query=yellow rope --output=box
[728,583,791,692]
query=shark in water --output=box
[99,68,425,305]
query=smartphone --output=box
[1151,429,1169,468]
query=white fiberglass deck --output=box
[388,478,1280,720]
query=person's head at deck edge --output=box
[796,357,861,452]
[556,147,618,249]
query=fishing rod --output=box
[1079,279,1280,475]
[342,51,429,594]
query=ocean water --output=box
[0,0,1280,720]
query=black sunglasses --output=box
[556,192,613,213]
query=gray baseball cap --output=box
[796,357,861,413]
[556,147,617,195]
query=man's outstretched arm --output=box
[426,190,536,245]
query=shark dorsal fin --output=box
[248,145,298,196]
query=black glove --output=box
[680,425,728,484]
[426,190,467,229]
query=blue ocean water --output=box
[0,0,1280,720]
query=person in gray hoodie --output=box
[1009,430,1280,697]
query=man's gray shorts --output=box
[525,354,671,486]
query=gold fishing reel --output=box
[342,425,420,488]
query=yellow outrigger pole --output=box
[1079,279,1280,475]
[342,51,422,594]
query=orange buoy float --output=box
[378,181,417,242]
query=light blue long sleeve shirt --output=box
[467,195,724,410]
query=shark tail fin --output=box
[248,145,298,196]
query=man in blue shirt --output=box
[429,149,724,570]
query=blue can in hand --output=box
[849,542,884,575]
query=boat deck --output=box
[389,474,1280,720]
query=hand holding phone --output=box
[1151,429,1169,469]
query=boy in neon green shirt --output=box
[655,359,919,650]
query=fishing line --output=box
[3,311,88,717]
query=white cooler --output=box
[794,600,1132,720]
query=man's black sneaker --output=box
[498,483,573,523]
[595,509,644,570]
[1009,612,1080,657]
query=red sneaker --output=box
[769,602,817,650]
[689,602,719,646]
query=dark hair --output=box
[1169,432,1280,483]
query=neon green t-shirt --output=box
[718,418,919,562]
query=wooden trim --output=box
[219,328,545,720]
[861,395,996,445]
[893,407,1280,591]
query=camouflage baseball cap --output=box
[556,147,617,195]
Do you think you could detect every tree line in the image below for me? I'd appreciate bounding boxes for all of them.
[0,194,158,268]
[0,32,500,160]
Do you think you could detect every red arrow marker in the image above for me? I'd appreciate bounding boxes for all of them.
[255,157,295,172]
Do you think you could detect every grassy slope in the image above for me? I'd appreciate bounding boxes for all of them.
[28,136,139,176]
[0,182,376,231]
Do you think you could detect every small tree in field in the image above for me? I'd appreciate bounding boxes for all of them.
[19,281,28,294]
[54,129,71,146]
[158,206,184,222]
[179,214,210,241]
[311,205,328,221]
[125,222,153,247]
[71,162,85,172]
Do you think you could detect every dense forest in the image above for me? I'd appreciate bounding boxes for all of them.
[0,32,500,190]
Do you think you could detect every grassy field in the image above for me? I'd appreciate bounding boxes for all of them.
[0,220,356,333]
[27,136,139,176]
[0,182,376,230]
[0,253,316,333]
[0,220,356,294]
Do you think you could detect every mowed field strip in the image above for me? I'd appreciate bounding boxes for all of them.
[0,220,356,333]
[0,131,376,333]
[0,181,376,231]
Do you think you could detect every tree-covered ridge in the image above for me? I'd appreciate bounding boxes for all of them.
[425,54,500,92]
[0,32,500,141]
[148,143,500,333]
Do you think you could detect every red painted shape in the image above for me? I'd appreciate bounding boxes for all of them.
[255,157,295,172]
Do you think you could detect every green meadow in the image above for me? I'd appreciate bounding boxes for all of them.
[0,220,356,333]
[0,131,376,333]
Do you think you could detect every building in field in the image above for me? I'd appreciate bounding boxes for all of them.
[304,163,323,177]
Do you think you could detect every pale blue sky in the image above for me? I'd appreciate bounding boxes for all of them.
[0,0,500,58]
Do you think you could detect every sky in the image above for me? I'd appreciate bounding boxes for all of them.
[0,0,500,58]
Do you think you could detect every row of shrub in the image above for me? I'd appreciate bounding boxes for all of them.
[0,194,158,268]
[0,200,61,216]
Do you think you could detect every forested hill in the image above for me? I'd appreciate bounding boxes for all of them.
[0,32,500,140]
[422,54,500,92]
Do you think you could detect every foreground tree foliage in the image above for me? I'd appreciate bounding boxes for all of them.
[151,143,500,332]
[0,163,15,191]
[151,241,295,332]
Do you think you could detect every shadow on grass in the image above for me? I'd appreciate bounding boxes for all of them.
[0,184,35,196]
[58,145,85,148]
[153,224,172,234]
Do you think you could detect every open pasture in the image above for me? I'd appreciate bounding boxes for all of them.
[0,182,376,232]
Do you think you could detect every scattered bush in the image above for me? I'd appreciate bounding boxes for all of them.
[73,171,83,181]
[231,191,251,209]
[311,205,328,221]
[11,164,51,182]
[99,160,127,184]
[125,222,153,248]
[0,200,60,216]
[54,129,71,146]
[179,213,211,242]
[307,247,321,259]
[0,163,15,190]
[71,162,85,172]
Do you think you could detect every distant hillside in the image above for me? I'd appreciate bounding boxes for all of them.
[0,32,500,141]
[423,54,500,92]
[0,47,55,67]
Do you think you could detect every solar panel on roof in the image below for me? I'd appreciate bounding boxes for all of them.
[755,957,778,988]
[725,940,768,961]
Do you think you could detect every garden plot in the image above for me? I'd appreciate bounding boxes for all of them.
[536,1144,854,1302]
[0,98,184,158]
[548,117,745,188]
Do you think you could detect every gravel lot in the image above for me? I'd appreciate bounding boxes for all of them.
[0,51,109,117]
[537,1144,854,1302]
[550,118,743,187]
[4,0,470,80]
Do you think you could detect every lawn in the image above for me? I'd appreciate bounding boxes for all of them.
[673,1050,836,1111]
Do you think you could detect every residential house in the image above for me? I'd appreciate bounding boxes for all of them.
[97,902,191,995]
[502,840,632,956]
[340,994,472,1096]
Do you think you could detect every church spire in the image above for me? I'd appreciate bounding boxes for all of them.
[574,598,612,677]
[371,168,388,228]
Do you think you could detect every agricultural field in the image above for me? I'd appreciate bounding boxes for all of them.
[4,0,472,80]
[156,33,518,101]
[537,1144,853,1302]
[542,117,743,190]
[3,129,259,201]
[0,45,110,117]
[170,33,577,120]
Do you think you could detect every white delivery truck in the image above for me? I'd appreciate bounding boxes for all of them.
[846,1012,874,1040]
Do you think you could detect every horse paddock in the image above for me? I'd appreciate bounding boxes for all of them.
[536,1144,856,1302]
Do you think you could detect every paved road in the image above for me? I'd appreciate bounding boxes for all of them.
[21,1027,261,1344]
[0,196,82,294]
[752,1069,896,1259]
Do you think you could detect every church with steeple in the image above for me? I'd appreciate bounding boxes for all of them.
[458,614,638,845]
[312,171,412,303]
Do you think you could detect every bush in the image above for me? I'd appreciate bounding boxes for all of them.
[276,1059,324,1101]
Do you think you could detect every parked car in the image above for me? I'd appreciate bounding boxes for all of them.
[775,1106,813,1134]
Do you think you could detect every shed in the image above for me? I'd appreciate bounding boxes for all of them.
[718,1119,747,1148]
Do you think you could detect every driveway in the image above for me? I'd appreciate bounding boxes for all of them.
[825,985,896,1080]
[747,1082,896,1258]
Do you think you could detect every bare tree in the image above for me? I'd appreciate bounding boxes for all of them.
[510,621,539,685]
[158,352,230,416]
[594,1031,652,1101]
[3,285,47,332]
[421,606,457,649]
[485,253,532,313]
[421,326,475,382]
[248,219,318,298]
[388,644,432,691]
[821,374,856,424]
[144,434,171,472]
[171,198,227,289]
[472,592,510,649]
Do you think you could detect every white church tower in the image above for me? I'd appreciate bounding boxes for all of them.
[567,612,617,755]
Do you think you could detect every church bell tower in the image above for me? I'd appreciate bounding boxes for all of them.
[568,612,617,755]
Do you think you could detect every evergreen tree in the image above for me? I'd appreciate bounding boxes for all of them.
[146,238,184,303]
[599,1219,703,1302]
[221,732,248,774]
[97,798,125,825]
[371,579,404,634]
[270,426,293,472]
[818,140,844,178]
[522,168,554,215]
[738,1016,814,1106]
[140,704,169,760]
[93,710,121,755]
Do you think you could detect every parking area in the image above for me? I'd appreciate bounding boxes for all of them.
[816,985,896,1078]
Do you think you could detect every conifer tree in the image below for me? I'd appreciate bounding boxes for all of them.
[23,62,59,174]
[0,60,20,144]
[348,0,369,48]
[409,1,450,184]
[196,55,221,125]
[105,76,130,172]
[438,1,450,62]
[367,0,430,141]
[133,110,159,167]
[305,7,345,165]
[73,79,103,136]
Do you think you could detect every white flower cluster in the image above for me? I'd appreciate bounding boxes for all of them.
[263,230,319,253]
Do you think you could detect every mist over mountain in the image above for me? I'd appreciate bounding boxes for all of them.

● EXERCISE
Could you scale the material from the line with "Do you think you could detect every shed" up to and including the line with "[718,1119,747,1148]", rewriting those lines alone with the requests unchanged and each box coordinate in the answers multiplied by 1.3? Round each result to a whole number, with halves rounded up.

● ANSWER FOR THE TASK
Do you think you could detect every shed in the image above for me? I'd appreciate bounding boxes for all of them.
[933,1455,971,1492]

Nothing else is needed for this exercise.